- GOAL OF THE EXERCISE
Transcribe the portion of the domain generating algorithm explainer between "Explained: Domain Generating" and "lot more famous.", inclusive.

Explained: Domain Generating Algorithm

A Domain Generating Algorithm (DGA) is a program or subroutine that provides malware with new domains on demand or on the fly.

History

Kraken was the first malware family to use a DGA (in 2008) that we could find. Later that year, Conficker made DGA a lot more famous.

What’s the use?

The DGA technique is in use because malware that depends on a fixed domain or IP address is quickly blocked, which then hinders operations. So, rather than bringing out a new version of the malware or setting everything up again at a new server, the malware switches to a new domain at regular intervals.

An example of DGA in practice is C&C servers for botnets and ransomware. If we were able to block these or take them down, we would cut the link between the victims and the threat actor. Bots would no longer be able to fetch new instructions and machines infected with ransomware would be unable to request encryption keys and send user data.

The constant changing of the domain for the C&C server is also sometimes called “Domain Fluxing” or “Fast Fluxing”, which actually is a reference to an older technique based on abusing the DNS load balancing system.

- GIVEN ENTRIES
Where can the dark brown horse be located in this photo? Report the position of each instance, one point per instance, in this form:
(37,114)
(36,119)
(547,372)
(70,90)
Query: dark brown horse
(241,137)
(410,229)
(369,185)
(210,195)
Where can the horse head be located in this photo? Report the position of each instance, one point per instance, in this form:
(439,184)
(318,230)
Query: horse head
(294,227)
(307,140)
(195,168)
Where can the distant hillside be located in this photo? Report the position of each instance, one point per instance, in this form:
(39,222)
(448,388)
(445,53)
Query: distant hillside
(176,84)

- RESULT OF THIS TASK
Explained: Domain Generating Algorithm

A Domain Generating Algorithm (DGA) is a program or subroutine that provides malware with new domains on demand or on the fly.

History

Kraken was the first malware family to use a DGA (in 2008) that we could find. Later that year, Conficker made DGA a lot more famous.